Records from a data collection:
|---|

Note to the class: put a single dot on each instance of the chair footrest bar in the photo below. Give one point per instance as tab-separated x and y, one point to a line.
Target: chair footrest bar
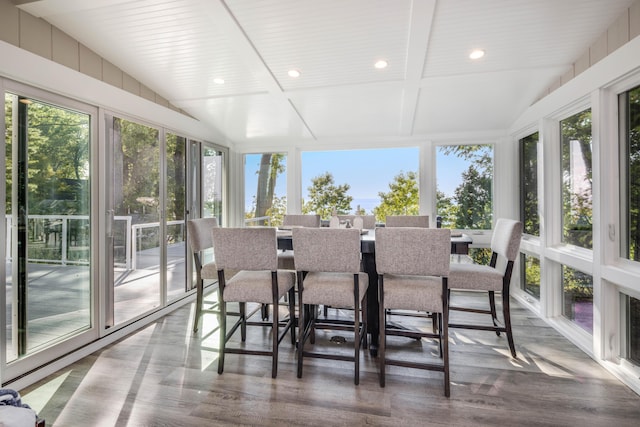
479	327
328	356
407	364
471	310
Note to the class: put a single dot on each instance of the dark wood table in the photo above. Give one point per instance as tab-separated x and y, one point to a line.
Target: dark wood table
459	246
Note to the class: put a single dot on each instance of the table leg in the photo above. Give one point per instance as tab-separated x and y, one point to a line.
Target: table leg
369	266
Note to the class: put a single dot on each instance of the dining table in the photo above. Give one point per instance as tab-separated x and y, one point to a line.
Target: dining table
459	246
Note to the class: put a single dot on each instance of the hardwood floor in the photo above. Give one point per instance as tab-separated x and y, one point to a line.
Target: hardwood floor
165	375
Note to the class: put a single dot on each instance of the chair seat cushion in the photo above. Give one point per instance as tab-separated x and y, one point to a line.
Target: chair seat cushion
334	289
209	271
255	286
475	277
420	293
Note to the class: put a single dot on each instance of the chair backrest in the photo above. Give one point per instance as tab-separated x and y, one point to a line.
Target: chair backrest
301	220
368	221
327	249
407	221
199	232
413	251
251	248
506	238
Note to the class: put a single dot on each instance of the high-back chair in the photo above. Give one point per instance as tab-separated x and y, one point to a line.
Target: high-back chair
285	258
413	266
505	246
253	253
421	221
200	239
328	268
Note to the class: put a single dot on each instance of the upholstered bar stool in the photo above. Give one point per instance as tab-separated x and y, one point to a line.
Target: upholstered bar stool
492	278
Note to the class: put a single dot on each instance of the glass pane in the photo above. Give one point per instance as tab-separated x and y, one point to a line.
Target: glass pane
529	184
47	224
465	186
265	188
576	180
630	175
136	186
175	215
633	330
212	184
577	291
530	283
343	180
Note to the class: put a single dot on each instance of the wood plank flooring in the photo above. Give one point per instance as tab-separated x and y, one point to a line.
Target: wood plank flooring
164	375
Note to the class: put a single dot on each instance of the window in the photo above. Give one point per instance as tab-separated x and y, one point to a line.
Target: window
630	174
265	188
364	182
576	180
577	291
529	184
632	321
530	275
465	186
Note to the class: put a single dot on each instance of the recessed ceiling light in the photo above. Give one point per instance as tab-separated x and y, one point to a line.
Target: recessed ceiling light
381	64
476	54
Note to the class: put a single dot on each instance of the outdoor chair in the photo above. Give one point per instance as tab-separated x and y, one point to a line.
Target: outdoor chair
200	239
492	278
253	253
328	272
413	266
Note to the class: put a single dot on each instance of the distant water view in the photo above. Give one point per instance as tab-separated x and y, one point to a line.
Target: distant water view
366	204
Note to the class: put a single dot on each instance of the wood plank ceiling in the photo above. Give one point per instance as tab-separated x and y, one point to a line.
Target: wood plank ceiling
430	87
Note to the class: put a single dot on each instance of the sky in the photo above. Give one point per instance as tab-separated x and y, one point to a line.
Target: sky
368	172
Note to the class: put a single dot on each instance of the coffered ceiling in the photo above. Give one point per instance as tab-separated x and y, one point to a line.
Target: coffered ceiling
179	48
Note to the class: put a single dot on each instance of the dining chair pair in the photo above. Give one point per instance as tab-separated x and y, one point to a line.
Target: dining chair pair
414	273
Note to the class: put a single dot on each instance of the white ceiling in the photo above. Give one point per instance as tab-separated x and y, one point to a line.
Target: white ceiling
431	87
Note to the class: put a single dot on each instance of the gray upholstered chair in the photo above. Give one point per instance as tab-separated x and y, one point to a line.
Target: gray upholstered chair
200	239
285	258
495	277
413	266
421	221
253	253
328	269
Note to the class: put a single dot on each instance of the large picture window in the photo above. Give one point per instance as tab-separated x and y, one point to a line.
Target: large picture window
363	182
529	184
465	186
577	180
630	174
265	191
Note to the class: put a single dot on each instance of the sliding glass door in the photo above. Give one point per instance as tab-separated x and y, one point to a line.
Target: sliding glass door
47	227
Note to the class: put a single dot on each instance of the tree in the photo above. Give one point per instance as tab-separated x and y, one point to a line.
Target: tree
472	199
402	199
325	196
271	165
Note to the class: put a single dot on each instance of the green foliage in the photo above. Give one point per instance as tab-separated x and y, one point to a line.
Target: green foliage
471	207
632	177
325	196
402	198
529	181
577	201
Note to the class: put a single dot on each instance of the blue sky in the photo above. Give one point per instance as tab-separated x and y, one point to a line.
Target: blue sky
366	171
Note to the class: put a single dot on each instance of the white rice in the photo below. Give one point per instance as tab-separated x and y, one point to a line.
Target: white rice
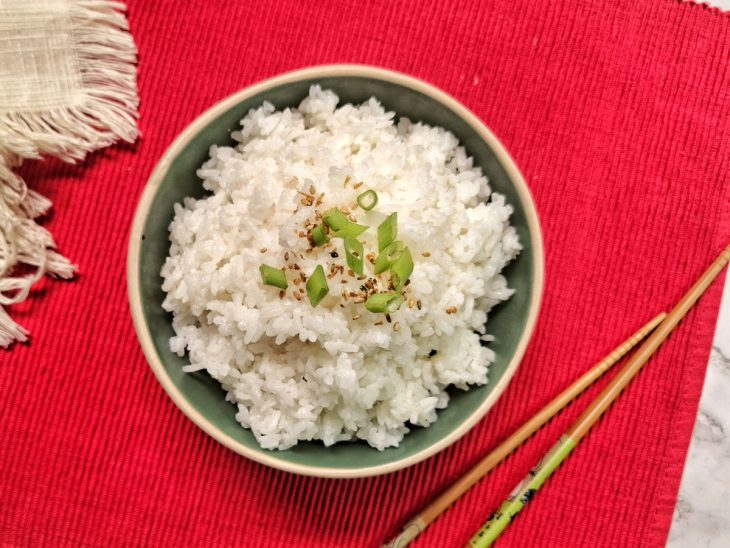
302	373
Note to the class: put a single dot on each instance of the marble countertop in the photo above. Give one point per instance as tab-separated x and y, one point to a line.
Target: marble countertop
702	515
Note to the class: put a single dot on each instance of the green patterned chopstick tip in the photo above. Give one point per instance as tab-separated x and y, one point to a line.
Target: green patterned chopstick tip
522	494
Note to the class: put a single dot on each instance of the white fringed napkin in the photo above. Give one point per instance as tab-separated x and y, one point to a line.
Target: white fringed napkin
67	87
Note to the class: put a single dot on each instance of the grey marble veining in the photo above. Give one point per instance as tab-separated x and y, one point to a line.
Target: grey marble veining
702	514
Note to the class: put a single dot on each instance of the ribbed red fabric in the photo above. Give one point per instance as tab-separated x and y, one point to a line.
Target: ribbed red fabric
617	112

|---|

Except for the pictures, copy every line of the records above exactly.

TASK SOLUTION:
Note to the class: put a single dot on each instance of the chair footrest bar in the photo below. Give one point per instance as tab-separated x and y, one point to a line.
Target: chair footrest bar
479	327
328	356
407	364
471	310
Note to the class: put a single dot on each instance of the dark wood table in the photo above. Give one point per instance as tab-separated x and y, one point to a line.
Target: dark wood table
459	246
Note to the class: put a single dot on each instance of the table leg in the photo above. Give one point per instance as tab-separated x and y, one point to a line.
Target: table leg
369	266
Note to the class: put a single dot on each instance of the dining table in the photo above. Give one point per instance as tab-separated x and y, one point to a line.
Target: dining table
459	246
Note to the class: put a single dot on each instance of the hardwood floor in the photo above. Give one point per instance as tab-separated x and y, one point to a line.
Target: hardwood floor
165	375
Note to the class: put a single dot on each instance of the chair seat cushion in the photo above. Give one point per instance as tab-separated x and y, one point to a line.
Target: chair seat cushion
334	289
209	271
255	286
475	277
420	293
Note to the class: put a single dot on each instance of the chair backrest in the photo above. Give one point per instance as tab-separated x and y, one point to a line.
Target: chair backrest
301	220
368	221
327	249
407	221
199	232
413	251
251	248
506	238
Note to the class: put a single dot on each instance of the high-back chair in the photo above. Give one point per instance as tab-separated x and y, one point to a line.
Target: high-back chair
285	258
413	266
505	246
253	253
421	221
200	239
328	268
Note to the class: put a single dot on each instance of the upholstered bar stool in the photo above. Give one point per instance as tab-separated x and y, one point to a line.
Target: upholstered bar stool
492	278
Note to the class: put a single dot on each instance of the glass pane in the photo above. Give one point per instance as tab-separated x and y, one point to a line.
Target: glass pane
529	184
47	224
465	186
265	188
576	180
630	175
136	186
175	215
633	330
212	184
577	291
530	283
343	180
Note to the class: put a single dot on each instance of the wood plank flooring in the photo above. Give one point per instance as tab-separated x and y, one point to a line.
Target: wood plank flooring
164	375
Note to the class: put a single dot on each instance of the window in the photo above. Give one point per instance as tab-separated x and y, one point to a line.
Target: window
630	174
265	188
364	182
576	180
577	291
529	184
632	321
530	275
465	186
Note to the class: put a single dot on each instance of the recessed ceiling light in the photo above. Give one point per instance as tab-separated x and y, one point to a line.
Target: recessed ceiling light
381	64
476	54
Note to the class: put a single dot on each instance of the outdoor chair in the photo above. Give one point per instance as tab-separated x and y, one point to a line.
Target: outdoor chair
200	239
492	278
253	253
328	272
413	266
Note to the class: put a single dot on each instance of the distant water view in the photo above. Give one point per instance as tab-separated x and y, one point to a line.
Target: distant water view
366	204
Note to the class: put a single dot on each instance of the wood plank ceiling in the photo above. Give one point per instance as tab-separated x and y, one point to a line.
Target: wood plank ceiling
430	87
Note to the class: put a single dot on each instance of the sky in the photo above. Give one point per instance as tab-separated x and y, one point to a line.
Target: sky
368	172
Note to the class: put a single dot on each instance of the coffered ceiling in the photo above. Give one point per instance as tab-separated x and y, one point to a line.
Target: coffered ceiling
179	48
Note to the class: put a single dot on each instance of the dining chair pair in the photo above. Give one point per instance as tab-separated x and y, one point to a line.
Target: dining chair pair
414	273
Note to the class: put a single dot on each instance of the white ceiling in the photo above. Give one point per instance as tab-separated x and y, one point to a line.
Target: white ceiling
431	87
Note to the class: put a single dot on each instance of the gray upholstered chair in the photo above. Give one point per instance as tab-separated x and y, one point to a line.
Target: gray upholstered chair
200	239
285	258
495	277
413	266
421	221
253	253
328	269
Note to the class: put a single dot on each instance of the large picture window in the photo above. Give one point per instance as tab-separated x and y, one point to a line.
Target: large picture window
363	182
529	184
465	186
577	180
630	174
265	191
Note to the class: put a single dot on each instance of the sliding glass door in the photo above. Give one point per instance as tab-separated x and y, one point to a line.
Target: sliding glass door
47	227
Note to the class: put a single dot on each instance of the tree in the photo above. Give one point per instance as tab-separated x and y, one point to a line.
Target: tree
472	199
402	199
325	196
271	165
Note to the class: put a single dot on each instance of the green foliage in the photo above. Give one point per instance as tab-separated x and y, one point to a line.
Target: green foliage
471	207
632	177
325	196
402	198
529	181
577	201
Note to the class: put a single dot on each instance of the blue sky in the photo above. Give one point per instance as tab-separated x and y, one point to a line.
Target: blue sky
366	171
Note to the class: put a single dot on each instance of the white rice in the photo below. Give one point per instance as tab-separated x and y, one point to a line.
Target: white rice
302	373
Note to the class: put a single dot on each instance of the marble countertop in the photo above. Give one point per instance as tab-separated x and y, one point to a line.
Target: marble countertop
702	515
Note to the class: put a single dot on each instance of the green patterned chopstick tip in the photo above. Give one point per instance as tab-separated x and y, one point to a line.
Target: green patterned chopstick tip
522	494
Note to the class: put a single dot on each instance of the white fringed napkin in the photo above. Give one point per instance as tab-separated x and y, one point to a line.
Target: white fringed napkin
67	87
Note to the class: put a single dot on each instance of the grey marble veining in the photo above. Give one point per instance as tab-separated x and y, one point to a line.
Target: grey marble veining
702	514
Note to the class: put a single dot on each instance of the ribbed red fabric in the photo above. Give one point per instance as tab-separated x and y, one point to a line.
Target: ribbed red fabric
617	112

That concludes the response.